What to do
Please copy each line of the listing that includes the string "every".

(Beginning of Available data)

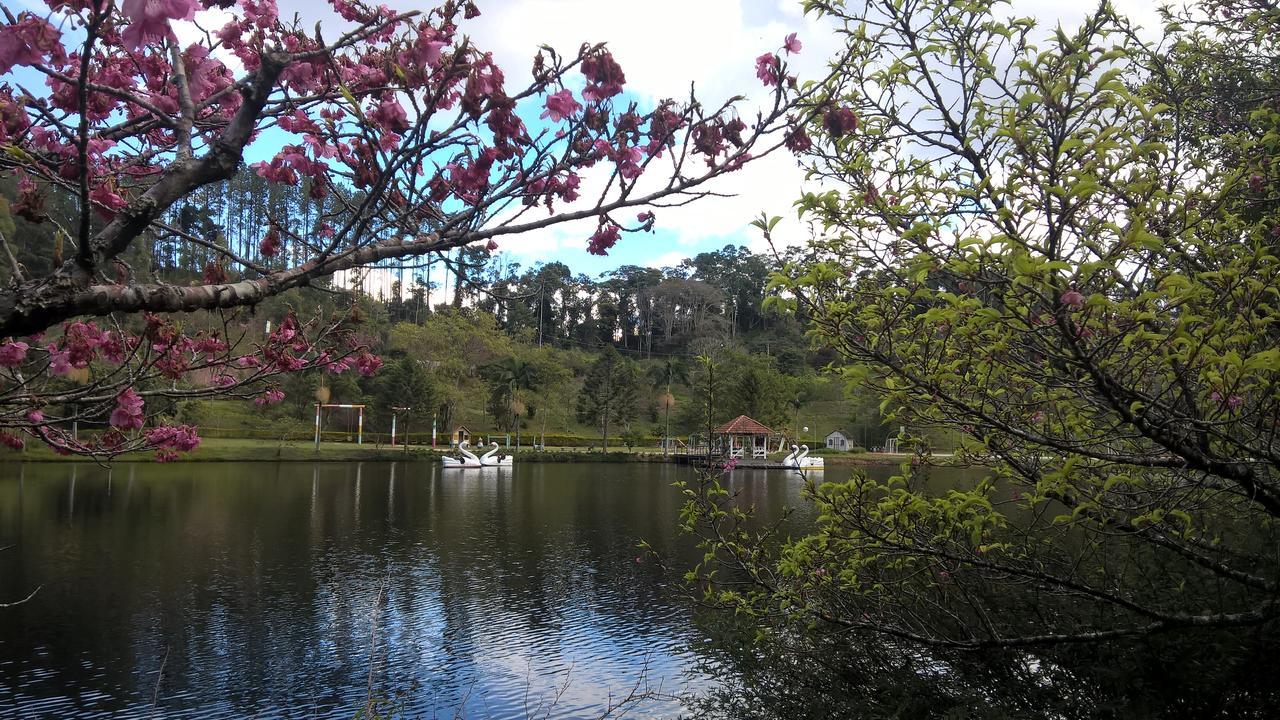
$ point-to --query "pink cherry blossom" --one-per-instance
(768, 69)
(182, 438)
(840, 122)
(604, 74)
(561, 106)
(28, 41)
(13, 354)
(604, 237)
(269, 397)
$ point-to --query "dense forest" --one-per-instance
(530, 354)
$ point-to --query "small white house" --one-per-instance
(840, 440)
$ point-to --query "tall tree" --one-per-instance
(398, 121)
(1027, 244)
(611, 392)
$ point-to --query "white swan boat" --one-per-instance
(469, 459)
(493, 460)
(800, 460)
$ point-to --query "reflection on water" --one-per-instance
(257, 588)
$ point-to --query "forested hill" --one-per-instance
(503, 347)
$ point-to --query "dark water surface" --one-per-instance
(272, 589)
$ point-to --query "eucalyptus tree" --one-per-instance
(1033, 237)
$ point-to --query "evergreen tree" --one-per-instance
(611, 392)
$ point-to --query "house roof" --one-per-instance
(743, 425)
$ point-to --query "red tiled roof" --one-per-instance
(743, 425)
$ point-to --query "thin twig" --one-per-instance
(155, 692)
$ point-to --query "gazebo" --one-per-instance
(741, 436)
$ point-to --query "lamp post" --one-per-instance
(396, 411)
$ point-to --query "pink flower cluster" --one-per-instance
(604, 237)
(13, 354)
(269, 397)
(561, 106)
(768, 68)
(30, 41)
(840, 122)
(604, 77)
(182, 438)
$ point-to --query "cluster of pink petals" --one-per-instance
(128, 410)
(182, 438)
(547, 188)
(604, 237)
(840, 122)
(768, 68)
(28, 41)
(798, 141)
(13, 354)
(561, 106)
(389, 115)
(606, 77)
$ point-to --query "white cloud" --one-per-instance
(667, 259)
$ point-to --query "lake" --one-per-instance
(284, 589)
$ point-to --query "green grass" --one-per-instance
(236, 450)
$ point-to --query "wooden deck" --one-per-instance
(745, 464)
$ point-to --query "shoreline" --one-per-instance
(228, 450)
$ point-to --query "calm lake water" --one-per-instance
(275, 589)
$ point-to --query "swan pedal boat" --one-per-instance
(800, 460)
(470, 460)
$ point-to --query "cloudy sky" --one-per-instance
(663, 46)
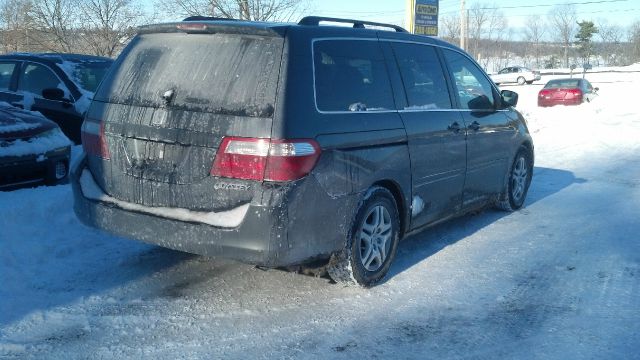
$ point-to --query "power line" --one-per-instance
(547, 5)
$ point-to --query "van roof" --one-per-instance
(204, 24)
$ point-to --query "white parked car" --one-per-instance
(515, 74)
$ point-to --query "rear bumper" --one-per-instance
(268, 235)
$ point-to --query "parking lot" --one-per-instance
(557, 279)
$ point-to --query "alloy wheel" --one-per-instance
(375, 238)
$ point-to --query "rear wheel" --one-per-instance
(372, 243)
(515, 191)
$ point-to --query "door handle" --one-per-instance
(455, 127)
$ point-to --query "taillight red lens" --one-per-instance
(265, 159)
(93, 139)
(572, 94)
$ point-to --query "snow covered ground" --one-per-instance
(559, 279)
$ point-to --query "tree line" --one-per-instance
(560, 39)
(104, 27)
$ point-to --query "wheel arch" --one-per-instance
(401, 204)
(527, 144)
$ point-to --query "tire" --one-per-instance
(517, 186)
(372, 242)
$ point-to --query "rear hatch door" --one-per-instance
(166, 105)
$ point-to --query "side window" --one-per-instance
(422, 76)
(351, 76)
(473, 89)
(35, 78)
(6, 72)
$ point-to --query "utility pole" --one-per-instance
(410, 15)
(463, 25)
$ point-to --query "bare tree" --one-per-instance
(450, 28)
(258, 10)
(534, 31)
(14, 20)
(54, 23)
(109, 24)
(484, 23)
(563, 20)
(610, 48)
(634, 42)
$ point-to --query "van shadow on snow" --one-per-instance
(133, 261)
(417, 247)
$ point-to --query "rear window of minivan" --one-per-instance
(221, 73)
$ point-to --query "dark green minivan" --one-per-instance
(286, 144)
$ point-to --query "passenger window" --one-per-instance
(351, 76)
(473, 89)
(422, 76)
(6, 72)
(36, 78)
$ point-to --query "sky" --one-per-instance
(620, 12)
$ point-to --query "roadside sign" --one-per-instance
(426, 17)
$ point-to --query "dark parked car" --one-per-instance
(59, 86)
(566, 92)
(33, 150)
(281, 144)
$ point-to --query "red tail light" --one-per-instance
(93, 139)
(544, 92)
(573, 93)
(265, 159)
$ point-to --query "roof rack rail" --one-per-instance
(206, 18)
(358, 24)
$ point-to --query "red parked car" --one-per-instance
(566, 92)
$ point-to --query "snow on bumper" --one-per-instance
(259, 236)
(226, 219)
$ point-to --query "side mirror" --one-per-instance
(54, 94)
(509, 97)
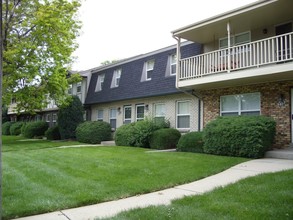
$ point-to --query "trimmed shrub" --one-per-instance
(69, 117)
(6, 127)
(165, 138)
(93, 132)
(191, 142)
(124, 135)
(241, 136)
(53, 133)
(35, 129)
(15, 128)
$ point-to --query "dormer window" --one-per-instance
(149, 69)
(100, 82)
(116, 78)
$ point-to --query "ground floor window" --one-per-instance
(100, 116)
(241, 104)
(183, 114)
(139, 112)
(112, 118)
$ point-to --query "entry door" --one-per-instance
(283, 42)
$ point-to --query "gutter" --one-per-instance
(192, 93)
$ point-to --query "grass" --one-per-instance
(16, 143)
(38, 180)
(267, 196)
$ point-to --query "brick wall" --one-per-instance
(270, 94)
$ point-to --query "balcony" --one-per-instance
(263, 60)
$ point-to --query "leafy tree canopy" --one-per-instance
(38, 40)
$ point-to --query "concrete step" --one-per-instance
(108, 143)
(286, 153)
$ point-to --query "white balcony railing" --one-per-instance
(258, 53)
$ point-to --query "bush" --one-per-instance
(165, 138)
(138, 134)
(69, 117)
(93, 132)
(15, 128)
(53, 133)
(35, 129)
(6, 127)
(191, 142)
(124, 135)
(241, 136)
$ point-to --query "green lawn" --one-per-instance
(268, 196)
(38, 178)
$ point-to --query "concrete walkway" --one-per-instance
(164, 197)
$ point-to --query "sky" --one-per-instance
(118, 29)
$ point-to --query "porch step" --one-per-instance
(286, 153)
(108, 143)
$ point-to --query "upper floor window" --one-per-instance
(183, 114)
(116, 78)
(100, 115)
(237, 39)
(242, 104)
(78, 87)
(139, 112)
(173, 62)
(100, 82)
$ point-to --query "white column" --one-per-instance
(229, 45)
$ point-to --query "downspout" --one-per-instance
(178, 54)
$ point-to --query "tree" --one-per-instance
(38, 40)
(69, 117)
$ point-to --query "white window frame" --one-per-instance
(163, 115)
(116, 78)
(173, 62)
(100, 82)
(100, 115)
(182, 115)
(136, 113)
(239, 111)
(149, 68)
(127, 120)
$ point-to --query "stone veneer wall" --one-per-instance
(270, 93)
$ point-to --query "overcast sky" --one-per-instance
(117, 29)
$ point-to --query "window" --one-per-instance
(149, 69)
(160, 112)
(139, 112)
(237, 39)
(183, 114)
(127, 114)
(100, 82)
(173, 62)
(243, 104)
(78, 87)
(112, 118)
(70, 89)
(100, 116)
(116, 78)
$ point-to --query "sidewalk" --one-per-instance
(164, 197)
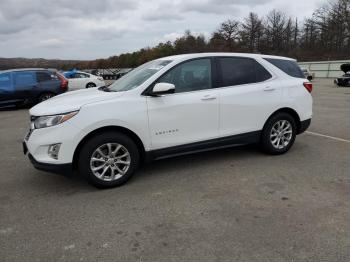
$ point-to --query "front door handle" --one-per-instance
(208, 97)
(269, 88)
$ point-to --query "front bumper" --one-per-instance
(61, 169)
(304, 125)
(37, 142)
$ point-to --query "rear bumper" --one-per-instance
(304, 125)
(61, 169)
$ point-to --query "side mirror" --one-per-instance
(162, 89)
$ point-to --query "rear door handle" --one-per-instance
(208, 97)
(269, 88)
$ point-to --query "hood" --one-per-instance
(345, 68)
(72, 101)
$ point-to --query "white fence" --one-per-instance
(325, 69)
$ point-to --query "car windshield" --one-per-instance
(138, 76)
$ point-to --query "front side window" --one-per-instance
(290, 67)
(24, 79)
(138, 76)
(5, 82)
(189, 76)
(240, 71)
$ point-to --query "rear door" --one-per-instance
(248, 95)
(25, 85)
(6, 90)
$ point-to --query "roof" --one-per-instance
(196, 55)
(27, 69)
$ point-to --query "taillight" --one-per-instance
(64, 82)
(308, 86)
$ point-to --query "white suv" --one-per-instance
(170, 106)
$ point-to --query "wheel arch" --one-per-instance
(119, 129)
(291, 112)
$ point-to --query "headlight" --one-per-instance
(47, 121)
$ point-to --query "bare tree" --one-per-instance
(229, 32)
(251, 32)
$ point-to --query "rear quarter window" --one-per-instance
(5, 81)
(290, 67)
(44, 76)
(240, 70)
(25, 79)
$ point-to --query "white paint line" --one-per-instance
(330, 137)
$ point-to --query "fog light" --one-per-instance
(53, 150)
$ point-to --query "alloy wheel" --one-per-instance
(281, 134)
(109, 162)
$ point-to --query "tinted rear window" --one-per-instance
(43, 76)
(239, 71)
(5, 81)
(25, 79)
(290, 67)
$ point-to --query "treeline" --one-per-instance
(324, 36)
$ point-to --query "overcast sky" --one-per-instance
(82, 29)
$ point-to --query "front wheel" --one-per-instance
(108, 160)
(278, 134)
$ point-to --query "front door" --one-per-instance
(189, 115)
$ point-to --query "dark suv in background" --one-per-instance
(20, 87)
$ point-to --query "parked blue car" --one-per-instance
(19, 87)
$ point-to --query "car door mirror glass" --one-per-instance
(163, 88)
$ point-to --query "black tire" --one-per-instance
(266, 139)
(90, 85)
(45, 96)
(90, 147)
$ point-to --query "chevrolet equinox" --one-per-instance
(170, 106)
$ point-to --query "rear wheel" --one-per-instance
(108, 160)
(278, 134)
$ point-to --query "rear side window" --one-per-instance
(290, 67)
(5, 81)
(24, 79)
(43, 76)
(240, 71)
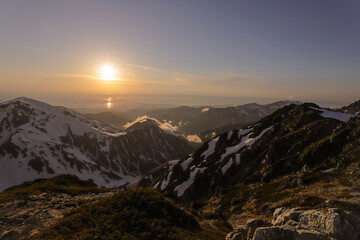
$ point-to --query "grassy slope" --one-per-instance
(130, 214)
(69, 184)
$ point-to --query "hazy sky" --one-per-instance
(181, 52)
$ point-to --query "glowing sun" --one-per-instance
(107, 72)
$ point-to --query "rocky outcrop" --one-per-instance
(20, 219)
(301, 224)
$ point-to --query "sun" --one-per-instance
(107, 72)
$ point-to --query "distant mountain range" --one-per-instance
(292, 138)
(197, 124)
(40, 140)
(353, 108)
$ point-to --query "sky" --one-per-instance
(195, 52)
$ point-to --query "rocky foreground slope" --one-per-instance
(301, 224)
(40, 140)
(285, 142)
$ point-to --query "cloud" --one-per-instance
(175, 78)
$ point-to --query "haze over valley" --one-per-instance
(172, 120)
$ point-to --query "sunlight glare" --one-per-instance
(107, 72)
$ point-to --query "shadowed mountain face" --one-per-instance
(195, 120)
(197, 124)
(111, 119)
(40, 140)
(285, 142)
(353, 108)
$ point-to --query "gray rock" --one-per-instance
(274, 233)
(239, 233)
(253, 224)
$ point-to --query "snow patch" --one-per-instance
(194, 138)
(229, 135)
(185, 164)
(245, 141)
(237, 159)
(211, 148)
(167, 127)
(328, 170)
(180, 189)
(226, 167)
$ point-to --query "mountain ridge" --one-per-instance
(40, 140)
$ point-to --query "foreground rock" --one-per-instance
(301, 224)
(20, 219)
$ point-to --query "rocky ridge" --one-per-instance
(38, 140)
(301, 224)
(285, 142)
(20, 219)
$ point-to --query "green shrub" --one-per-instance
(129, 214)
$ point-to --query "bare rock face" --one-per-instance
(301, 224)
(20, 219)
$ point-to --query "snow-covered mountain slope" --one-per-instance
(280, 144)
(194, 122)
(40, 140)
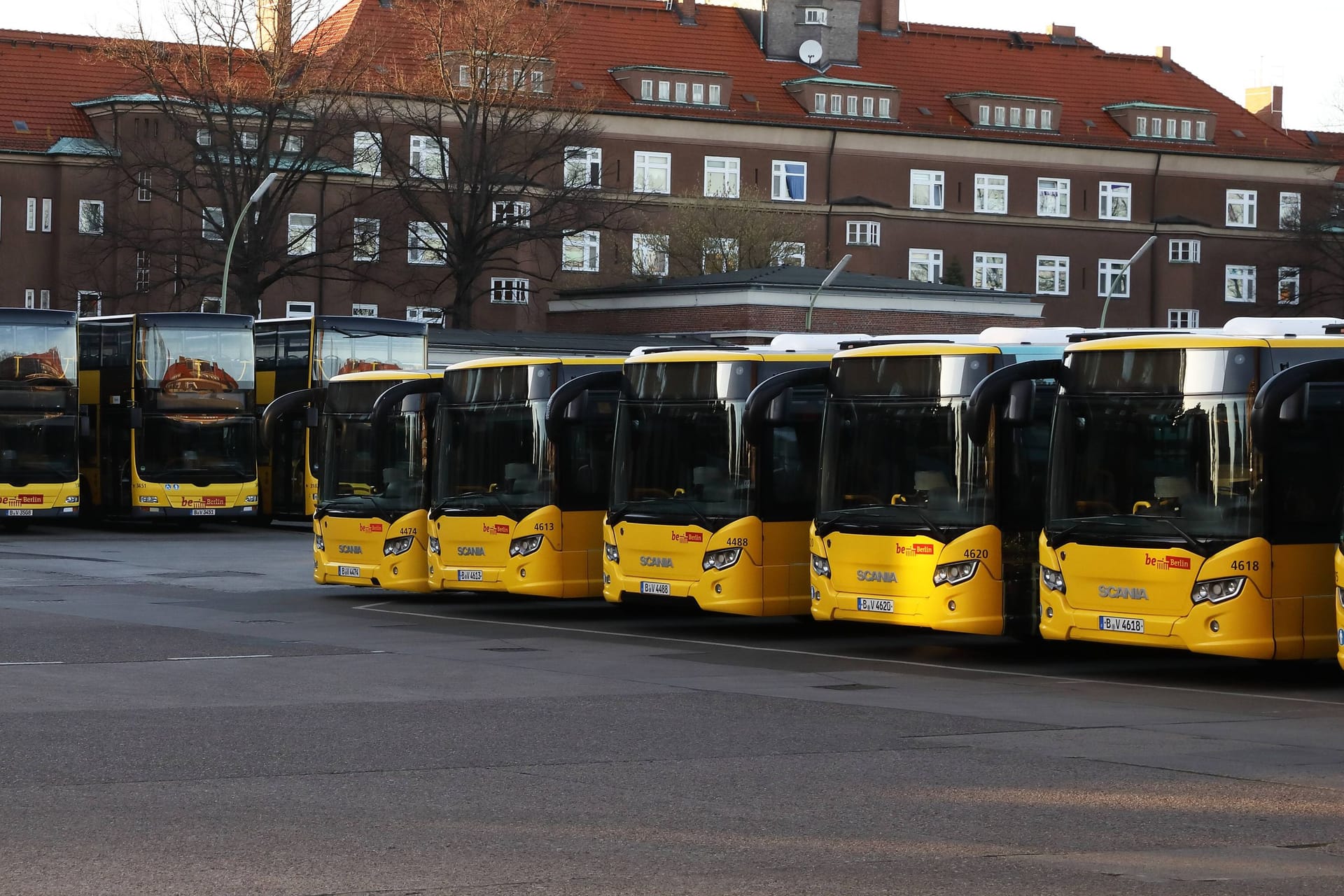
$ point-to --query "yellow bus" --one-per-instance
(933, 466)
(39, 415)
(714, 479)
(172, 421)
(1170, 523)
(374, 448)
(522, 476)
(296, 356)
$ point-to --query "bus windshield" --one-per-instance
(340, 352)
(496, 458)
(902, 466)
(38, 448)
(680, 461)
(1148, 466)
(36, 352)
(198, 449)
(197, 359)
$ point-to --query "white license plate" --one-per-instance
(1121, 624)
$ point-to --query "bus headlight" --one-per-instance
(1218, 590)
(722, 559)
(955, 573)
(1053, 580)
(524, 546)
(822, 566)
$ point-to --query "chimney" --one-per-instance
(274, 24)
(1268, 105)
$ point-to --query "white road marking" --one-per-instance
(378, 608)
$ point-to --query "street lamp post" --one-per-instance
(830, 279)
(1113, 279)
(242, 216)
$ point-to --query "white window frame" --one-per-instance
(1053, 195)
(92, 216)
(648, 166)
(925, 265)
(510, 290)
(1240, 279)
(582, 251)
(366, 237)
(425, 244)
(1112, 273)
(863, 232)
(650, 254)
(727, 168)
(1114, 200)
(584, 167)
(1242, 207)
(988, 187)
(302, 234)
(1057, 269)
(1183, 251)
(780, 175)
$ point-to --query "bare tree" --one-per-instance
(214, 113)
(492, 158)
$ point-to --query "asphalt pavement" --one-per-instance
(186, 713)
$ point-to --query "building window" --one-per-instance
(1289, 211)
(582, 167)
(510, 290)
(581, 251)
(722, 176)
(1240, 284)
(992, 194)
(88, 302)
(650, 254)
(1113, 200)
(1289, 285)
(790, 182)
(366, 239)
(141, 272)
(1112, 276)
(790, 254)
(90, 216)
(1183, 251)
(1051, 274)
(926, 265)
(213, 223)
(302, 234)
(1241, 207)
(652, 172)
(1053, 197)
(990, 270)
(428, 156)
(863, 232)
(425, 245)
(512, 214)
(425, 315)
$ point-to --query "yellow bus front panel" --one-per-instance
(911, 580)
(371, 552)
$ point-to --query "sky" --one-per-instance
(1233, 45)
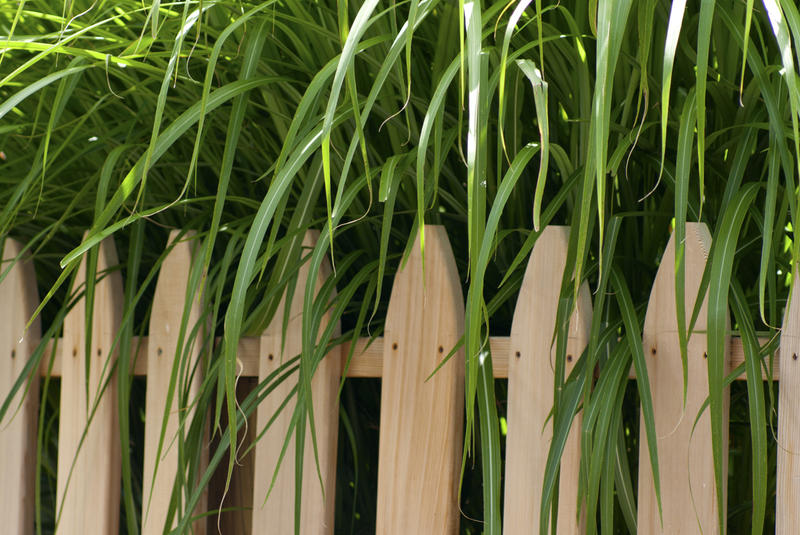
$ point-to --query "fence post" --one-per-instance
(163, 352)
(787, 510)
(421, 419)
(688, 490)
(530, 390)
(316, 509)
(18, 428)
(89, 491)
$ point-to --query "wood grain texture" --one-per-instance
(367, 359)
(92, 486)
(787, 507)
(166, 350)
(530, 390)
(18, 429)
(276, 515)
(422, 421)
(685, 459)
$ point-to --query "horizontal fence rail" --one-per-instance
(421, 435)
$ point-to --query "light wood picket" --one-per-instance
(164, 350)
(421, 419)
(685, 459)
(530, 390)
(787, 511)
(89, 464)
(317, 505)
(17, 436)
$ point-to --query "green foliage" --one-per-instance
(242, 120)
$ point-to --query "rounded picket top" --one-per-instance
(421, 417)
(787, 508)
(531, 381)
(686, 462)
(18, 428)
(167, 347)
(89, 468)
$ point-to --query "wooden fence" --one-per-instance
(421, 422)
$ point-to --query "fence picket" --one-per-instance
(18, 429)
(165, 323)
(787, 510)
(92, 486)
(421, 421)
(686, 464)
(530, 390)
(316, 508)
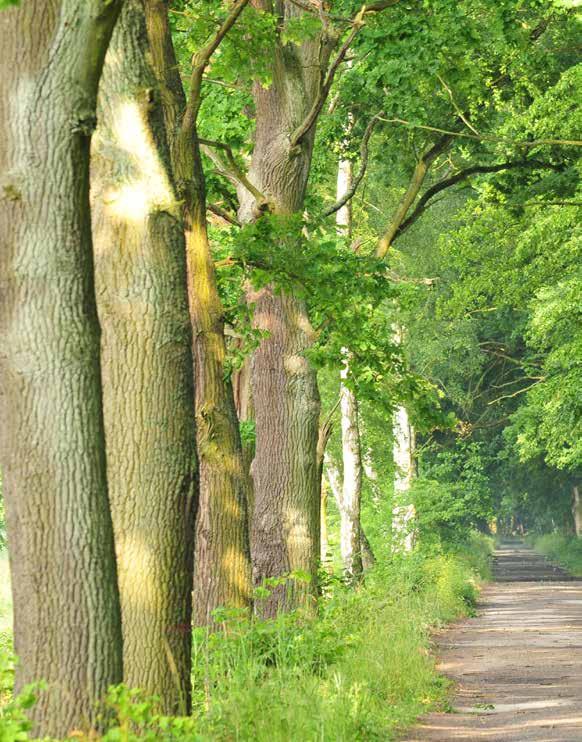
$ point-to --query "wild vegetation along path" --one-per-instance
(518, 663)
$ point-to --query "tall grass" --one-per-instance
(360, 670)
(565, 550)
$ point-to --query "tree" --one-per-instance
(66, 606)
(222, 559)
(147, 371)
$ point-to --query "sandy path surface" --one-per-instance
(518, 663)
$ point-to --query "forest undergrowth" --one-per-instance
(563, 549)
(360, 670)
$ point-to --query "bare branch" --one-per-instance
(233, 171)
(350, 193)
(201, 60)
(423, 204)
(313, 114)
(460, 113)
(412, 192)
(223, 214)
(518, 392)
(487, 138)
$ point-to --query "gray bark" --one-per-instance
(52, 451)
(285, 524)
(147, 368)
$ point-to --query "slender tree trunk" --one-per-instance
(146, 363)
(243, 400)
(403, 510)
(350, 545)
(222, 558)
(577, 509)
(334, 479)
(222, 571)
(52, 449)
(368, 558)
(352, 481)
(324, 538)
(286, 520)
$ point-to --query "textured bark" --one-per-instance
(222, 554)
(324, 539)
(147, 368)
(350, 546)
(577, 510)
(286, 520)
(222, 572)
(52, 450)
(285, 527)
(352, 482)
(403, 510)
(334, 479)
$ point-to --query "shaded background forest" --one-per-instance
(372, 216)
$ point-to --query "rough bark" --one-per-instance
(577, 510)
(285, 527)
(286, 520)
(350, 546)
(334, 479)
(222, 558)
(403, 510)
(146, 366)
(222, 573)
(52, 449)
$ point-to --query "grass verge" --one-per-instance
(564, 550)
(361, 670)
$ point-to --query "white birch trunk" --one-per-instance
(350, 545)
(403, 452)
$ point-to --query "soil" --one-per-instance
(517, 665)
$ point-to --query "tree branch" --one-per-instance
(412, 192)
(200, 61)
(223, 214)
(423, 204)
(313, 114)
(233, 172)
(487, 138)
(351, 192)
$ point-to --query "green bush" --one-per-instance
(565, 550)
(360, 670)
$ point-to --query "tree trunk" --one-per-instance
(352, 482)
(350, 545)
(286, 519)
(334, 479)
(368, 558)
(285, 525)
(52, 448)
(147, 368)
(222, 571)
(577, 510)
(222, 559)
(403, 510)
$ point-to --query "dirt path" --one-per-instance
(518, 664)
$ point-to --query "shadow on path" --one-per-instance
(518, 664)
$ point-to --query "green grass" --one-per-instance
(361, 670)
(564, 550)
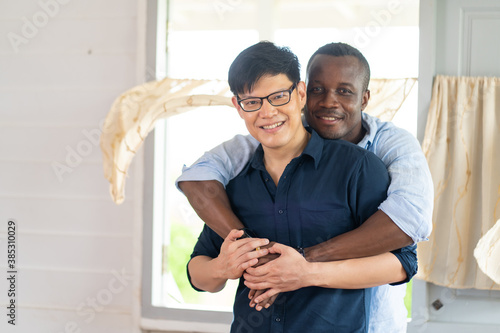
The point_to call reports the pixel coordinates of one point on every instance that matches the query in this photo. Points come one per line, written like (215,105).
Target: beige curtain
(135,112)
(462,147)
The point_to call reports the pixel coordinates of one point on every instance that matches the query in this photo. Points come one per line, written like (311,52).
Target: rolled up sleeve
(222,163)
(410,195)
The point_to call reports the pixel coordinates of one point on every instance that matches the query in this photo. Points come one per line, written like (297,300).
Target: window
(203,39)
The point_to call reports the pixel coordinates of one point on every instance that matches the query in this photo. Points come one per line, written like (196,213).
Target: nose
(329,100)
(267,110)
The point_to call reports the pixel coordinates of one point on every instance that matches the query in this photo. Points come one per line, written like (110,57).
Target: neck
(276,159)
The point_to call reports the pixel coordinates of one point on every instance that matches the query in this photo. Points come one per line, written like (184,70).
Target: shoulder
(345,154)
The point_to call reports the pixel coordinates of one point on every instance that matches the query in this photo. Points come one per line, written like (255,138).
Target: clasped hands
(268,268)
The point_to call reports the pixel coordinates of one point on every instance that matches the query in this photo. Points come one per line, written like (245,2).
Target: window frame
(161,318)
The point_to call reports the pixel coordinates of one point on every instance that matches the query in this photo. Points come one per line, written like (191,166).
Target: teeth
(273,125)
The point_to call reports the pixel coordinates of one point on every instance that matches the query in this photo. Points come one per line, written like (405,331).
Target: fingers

(End of Available data)

Your solution
The point_to call reports the pixel coordinates of one point on every instance that matches the query in this photo. Points come one per line, written like (215,105).
The point_to call reports the pixel coordinates of one point on every instance that matches the query in this photo. Points come one per line, written like (311,52).
The point_to call reports the pixel coordinates of one point on every instance that matches the query in this photo. Points come one per line, written like (297,300).
The point_to call reports the pixel coordinates of one point on every instance that matches the query in this photo. Points come one per line, written like (196,213).
The point_to call reports the pixel coordinates of one point on every instance that matches the query in this photo. Points come one per line, written like (110,57).
The point_to call reports the pixel coordinates of one point on every instance that matches the query in this photo. Points come one per line, written like (184,70).
The point_to call reports the pixel coordinates of one point on every instance that matches the query in this photo. Points come one per line, written like (255,138).
The point_to call reports the pixel coordinates of one point on every instance that matches the query in this photo. Points come one per line, written like (245,2).
The point_to call reports the pixel coordinates of one point on every instance that matches the query in this photo. Points come one per line, written like (191,166).
The point_to call reports the pixel coordinates of one point on every instance that matches the query in this photo. Points come one per line, written like (405,331).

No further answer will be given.